Required action> The records below are to be restated word for word; their pictures are not.

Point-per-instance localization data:
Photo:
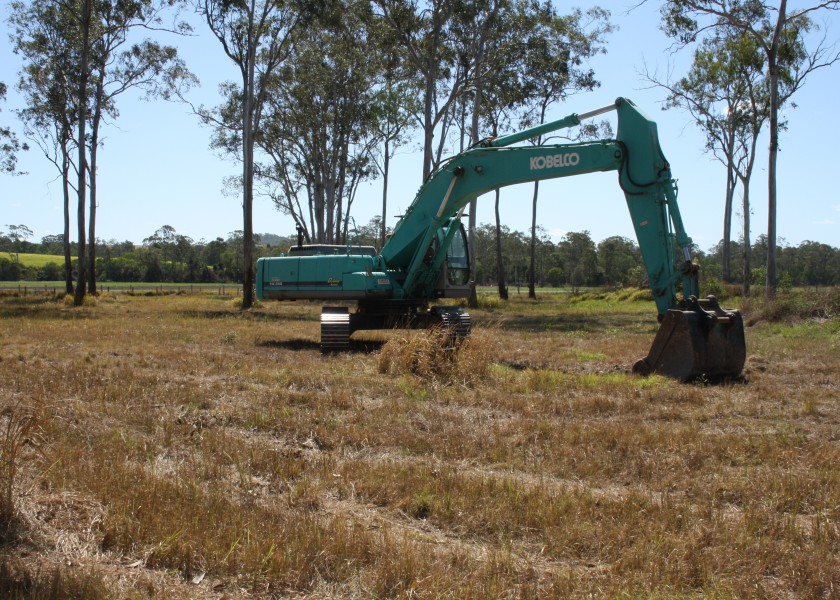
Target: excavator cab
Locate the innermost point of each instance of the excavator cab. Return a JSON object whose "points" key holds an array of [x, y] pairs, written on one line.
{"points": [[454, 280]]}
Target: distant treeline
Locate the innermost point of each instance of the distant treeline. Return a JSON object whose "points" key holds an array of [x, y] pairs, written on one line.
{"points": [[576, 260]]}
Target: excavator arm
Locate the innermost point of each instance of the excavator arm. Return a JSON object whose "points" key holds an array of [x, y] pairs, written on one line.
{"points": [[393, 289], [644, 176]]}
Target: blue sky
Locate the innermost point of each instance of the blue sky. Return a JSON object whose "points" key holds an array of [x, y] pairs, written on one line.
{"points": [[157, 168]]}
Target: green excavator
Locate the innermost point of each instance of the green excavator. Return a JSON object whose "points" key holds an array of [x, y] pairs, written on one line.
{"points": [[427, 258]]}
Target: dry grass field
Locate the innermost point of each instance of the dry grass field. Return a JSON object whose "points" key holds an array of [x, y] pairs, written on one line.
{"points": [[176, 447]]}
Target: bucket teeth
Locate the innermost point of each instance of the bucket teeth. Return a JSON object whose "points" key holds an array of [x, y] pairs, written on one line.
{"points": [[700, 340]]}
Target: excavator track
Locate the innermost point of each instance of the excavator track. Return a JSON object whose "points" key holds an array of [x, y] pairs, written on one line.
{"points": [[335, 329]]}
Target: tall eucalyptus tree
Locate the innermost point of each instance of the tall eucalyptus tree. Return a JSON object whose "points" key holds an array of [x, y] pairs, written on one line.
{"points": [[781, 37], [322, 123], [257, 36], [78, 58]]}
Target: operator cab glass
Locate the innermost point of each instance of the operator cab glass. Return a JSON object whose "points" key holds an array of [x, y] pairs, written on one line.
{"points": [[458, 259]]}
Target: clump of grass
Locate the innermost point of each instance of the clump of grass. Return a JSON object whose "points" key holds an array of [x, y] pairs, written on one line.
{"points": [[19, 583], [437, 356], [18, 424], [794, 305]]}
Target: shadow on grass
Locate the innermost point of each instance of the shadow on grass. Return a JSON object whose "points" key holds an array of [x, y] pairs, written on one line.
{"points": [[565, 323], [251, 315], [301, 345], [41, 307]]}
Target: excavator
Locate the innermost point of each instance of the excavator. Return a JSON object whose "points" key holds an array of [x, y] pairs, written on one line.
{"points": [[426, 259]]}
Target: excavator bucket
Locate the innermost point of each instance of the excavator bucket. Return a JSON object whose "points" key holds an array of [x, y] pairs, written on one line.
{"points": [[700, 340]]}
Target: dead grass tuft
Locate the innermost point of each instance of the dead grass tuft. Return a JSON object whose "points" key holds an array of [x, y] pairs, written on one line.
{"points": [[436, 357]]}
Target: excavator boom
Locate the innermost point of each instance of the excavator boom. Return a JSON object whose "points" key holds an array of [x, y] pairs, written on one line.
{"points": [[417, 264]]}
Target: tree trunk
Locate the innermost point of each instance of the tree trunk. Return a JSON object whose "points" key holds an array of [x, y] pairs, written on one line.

Answer to the exercise>
Photo:
Target: excavator cab
Locate the innermost point of each instance of the excavator cab. Return a JSON object whose "points" key holds an array of [x, y] pairs, written on one line.
{"points": [[454, 280]]}
Target: distant treeline
Locate the innermost point of each instance of the distant treeline. Return a JSON object whose "points" key holds an array of [x, y] pairs, written on one line.
{"points": [[576, 260]]}
Target: excavator arm
Locate the innermost point of each instance of the excavator arm. Return a JSON object whose "points" key holds an array of [x, y] pairs, written on one line.
{"points": [[393, 289], [644, 176]]}
Target: blue sky
Locate the innermost point of each instance of the blue sky. Return a JSON object whose "points" key holds an array of [x, y] pairs, written on one line.
{"points": [[157, 168]]}
Target: green excavator
Locate the innermost point of each instance of the green excavator. Return a JSON object whose "points" key holds an array of [x, y] pairs, written on one line.
{"points": [[427, 258]]}
Target: dry grass field
Locate the innermost point of each instance of the dry grass field. Return a JSON object whose "points" key holds an array of [x, y] pairs, written on one line.
{"points": [[176, 447]]}
Target: bucket teeth
Locate the innermost point of each instance of the bucket teeth. Return a JSON object whose "points" key holds an array of [x, y] pairs, written on one line.
{"points": [[700, 340]]}
Target: excavator track
Locate the innermost point of each instance of the excavator track. Return a JSON object whose "points" key holds an array of [x, y] pairs, written on one line.
{"points": [[335, 329]]}
Target: tall eucalyptus tree
Locate the innermost point of each instance of the tall eucalyptus tree. Return a JSON object whose "points" key holds an array of [x, y] pairs, written on one line.
{"points": [[781, 37], [322, 123], [257, 36], [78, 58]]}
Target: operator cab glass
Locate the innermost point of each instance of the operator cab glass. Return a JSON object whose "points" key holds an array of [x, y] pairs, written on one line.
{"points": [[458, 259]]}
Target: clump of grass
Locate the innermost point of each instance of the clump of grass. Return a JSON object whose "points" key holds an array of [x, y] pairs, written on one line.
{"points": [[19, 583], [437, 356], [18, 424], [794, 305]]}
Target: shadow on grass
Locate the innermost point of each instance of the shadow on grass. Return a JSON object whose "points" key holds an array of [x, y] pairs, written on one line.
{"points": [[565, 323], [251, 315], [301, 345], [41, 307]]}
Target: excavator
Locate the innermost point of each instance of the excavator. Return a JSON object whose "points" key holds an array of [x, y] pairs, written on one line.
{"points": [[426, 259]]}
Target: excavator bucket
Locate the innermost point of each instance of the excavator bucket. Return a JSON object whose "points" key holds an array of [x, y] pairs, written on one line.
{"points": [[700, 340]]}
Target: dead grass tuft
Locate the innermost point of each instance of the dead grass tuft. Return a JSON object whose "points" key holds an array of [x, y] pairs, written on one line.
{"points": [[436, 357]]}
Target: excavator boom
Locate the innermost point of each instance of the excavator boom. Return a JSON object whose "points" key holds an array of [x, y] pairs, written on one line.
{"points": [[417, 264]]}
Target: tree trunk
Locate the innermost point of each instance of the tree trunk. Return a JSON object whose "points" key holds an array of [x, y] pairs, written on one line.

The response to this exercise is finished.